The paper primarily focuses on experimental validation and no major theoretical inconsistencies were identified.

实验设计与分析

Yes, I reviewed the experimental setup, including dataset partitioning, evaluation metrics, and ablation studies. The methodology is sound, and the comparisons with baselines are fair.

补充材料

Yes, I reviewed the supplementary material, particularly additional experimental details and hyperparameter settings. The supplementary content provides further clarity on implementation.

与现有文献的关系

The paper builds on existing work in federated learning and prompt learning by addressing heterogeneity using Singular Value Decomposition (SVD)-based projection and bidirectional alignment. It extends prior federated prompt learning approaches by enabling varying local prompt lengths, improving adaptability to non-IID data distributions.

遗漏的重要参考文献

The paper provides a comprehensive review of related work, citing essential studies in federated learning, prompt learning, and vision-language models. No significant omissions were identified.

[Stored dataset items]
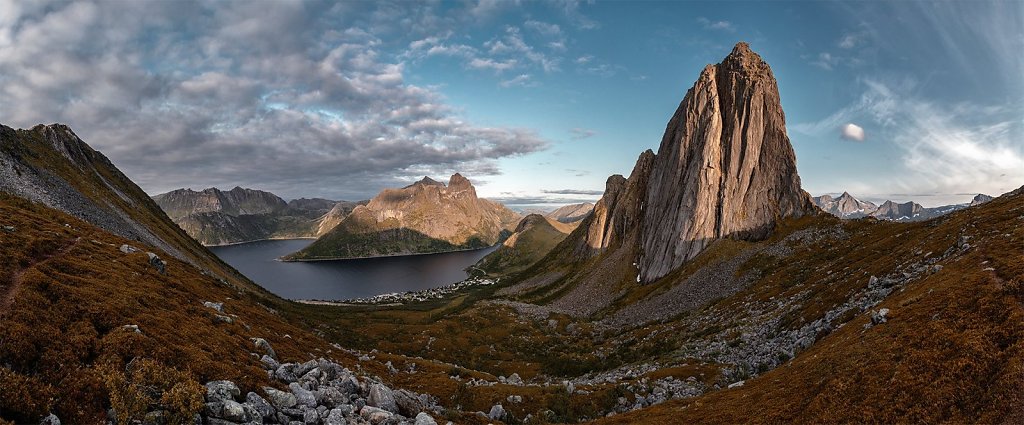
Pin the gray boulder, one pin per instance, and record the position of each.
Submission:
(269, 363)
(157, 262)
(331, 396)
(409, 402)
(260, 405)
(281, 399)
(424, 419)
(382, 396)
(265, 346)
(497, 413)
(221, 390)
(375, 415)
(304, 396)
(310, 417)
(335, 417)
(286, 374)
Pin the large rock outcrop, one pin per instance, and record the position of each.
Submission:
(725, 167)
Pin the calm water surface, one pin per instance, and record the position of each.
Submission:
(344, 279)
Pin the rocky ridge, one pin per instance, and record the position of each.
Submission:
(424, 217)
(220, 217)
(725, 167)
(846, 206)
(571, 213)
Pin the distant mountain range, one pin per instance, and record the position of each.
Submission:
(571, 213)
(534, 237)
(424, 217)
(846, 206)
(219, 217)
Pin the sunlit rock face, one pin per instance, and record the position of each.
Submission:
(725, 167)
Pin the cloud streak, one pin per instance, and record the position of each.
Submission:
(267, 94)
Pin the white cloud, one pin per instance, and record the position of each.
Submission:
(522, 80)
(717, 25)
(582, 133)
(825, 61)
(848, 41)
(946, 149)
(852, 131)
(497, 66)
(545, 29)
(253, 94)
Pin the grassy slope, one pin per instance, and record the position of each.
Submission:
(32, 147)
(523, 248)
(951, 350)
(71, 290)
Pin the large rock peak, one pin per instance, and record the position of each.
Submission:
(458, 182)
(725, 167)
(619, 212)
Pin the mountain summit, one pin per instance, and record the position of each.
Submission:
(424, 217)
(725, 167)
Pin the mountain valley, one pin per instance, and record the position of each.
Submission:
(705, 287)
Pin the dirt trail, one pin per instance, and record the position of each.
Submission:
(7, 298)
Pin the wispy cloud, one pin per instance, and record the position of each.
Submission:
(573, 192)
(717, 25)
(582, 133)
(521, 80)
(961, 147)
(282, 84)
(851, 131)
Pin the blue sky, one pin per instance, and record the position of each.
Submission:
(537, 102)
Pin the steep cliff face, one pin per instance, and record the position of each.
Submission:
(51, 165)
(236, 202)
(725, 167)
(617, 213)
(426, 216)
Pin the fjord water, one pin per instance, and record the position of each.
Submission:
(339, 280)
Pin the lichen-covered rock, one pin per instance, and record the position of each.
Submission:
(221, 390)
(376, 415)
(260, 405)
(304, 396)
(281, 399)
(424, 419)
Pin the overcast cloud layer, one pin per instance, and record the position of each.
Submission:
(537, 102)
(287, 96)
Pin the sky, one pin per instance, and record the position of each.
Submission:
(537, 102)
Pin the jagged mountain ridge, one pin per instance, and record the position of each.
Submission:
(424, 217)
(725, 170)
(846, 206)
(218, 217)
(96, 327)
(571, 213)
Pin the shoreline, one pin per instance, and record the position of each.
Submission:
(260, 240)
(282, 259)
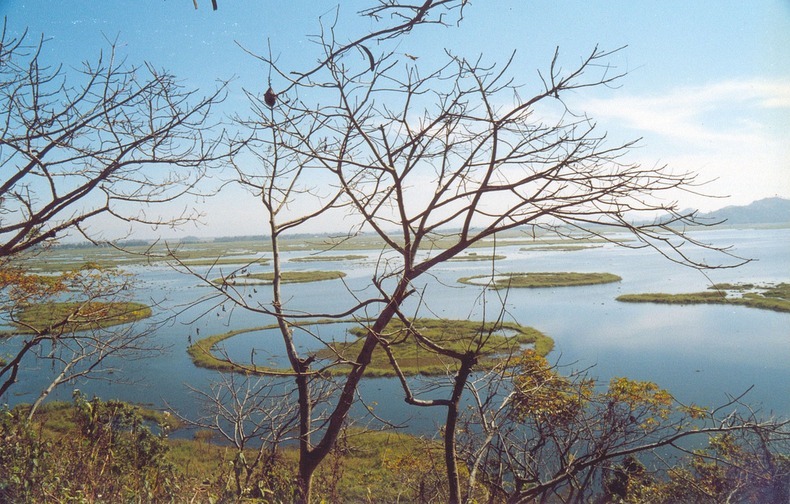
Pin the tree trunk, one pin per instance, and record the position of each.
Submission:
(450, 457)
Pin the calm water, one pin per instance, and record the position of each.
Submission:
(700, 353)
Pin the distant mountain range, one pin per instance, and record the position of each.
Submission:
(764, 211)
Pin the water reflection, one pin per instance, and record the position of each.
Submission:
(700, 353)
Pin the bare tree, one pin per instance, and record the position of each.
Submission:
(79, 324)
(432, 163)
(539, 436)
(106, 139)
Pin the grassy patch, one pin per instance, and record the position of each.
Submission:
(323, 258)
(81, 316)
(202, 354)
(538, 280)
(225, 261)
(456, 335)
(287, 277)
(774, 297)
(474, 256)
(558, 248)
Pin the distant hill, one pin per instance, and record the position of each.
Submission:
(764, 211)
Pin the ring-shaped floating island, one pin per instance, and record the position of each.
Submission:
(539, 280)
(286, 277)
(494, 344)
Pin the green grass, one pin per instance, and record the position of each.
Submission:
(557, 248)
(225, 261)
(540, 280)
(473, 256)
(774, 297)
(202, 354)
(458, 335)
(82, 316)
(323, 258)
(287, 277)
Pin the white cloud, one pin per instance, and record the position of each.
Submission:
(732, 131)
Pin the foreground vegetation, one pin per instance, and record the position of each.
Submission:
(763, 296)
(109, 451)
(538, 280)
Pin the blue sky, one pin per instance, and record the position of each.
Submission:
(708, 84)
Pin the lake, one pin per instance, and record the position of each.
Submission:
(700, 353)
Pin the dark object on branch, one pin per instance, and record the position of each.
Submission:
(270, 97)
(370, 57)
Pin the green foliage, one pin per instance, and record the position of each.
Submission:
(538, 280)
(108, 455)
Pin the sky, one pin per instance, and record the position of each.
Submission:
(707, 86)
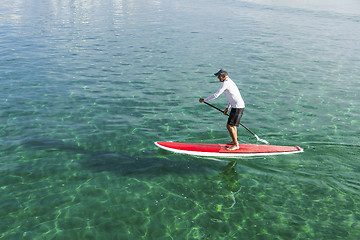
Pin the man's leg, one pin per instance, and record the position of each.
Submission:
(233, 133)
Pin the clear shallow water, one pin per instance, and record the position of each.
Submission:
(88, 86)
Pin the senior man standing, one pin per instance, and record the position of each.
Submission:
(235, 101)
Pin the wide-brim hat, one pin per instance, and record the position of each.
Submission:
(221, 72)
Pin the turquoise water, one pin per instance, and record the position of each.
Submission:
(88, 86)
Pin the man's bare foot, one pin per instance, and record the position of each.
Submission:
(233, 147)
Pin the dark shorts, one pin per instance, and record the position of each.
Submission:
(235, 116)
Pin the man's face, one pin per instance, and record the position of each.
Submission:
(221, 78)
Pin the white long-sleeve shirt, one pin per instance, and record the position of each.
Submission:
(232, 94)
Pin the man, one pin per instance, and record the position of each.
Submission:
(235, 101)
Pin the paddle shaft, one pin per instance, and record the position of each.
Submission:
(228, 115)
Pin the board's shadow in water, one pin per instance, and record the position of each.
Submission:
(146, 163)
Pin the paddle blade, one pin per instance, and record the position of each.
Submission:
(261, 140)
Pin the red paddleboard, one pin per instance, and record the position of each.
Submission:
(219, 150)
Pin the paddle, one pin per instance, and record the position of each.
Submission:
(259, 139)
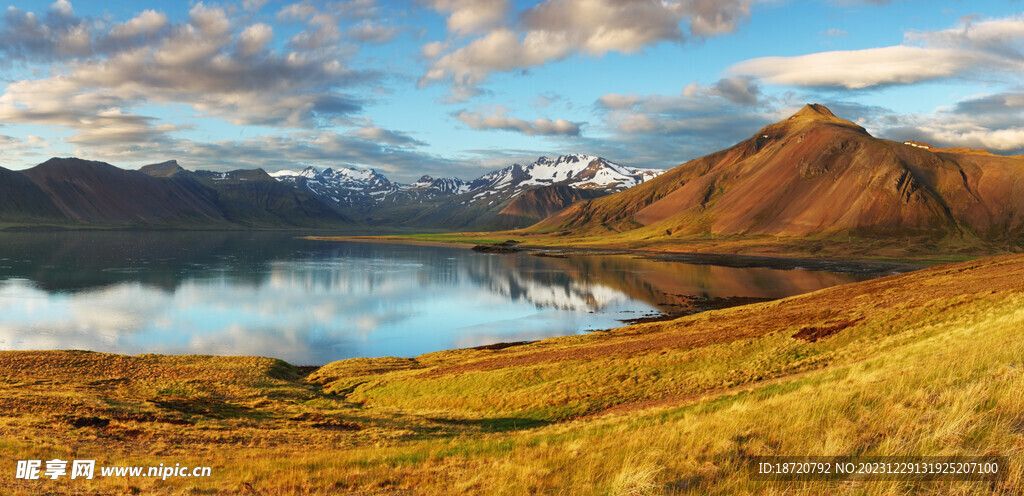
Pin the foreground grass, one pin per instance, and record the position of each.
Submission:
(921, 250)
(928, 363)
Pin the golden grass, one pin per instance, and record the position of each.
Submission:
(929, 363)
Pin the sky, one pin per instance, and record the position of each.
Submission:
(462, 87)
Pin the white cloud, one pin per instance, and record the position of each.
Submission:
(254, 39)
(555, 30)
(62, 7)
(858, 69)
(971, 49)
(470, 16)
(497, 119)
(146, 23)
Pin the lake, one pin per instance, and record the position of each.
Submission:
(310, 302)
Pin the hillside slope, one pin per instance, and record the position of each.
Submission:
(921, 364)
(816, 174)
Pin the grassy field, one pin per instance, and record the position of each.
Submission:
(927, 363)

## Challenges
1. Transcribe the passage of the paper review that opens with the words containing "Yes, I reviewed the experimental" and closes with "non-IID data distributions.".
2. Go on with the paper review, picking up after its final sentence.

## Solved problems
1.
Yes, I reviewed the experimental setup, including dataset partitioning, evaluation metrics, and ablation studies. The methodology is sound, and the comparisons with baselines are fair.

补充材料

Yes, I reviewed the supplementary material, particularly additional experimental details and hyperparameter settings. The supplementary content provides further clarity on implementation.

与现有文献的关系

The paper builds on existing work in federated learning and prompt learning by addressing heterogeneity using Singular Value Decomposition (SVD)-based projection and bidirectional alignment. It extends prior federated prompt learning approaches by enabling varying local prompt lengths, improving adaptability to non-IID data distributions.

2.
其他优缺点

Strengths (1) The paper effectively combines federated learning and prompt learning, introducing a dual-layer prompt structure that balances global generalization and local personalization. The integration of Singular Value Decomposition (SVD)-based projection and bidirectional alignment is an innovative approach to mitigating conflicts between global and local knowledge. (2) Heterogeneous federated learning is a critical challenge, and this work provides a scalable and adaptable solution. The ability to support varying prompt lengths per client enhances personalization, making it applicable to real-world federated settings with non-IID data distributions. (3) The experiments cover multiple benchmark datasets, including single-domain, multi-domain, and cross-domain settings, demonstrating the robustness of FedPHA. Comparisons with state-of-the-art methods further validate its effectiveness. (4) The paper is well-written, with clear problem formulation, methodology descriptions, and result interpretations. Figures and tables are informative, enhancing readability.

Weaknesses (1) The explanation of the SVD-based projection is unclear. Could the authors further elaborate on why and how it effectively mitigates conflicts between global and local prompts? A more detailed theoretical discussion would be helpful. (2) The choice of ratio (ρ) in Eq.(9) and alpha (α) in Eq.(12) plays a crucial role in model performance. A deeper sensitivity analysis of these hyperparameters could provide valuable insights into the stability and adaptability of FedPHA across different federated settings. (3) There are some inconsistent expressions in the paper, such as the dataset names in Table 1 and Figure 3, which are not uniform. The authors may consider carefully reviewing the wording for consistency to improve clarity and readability.

其他意见或建议

No further comments or suggestions.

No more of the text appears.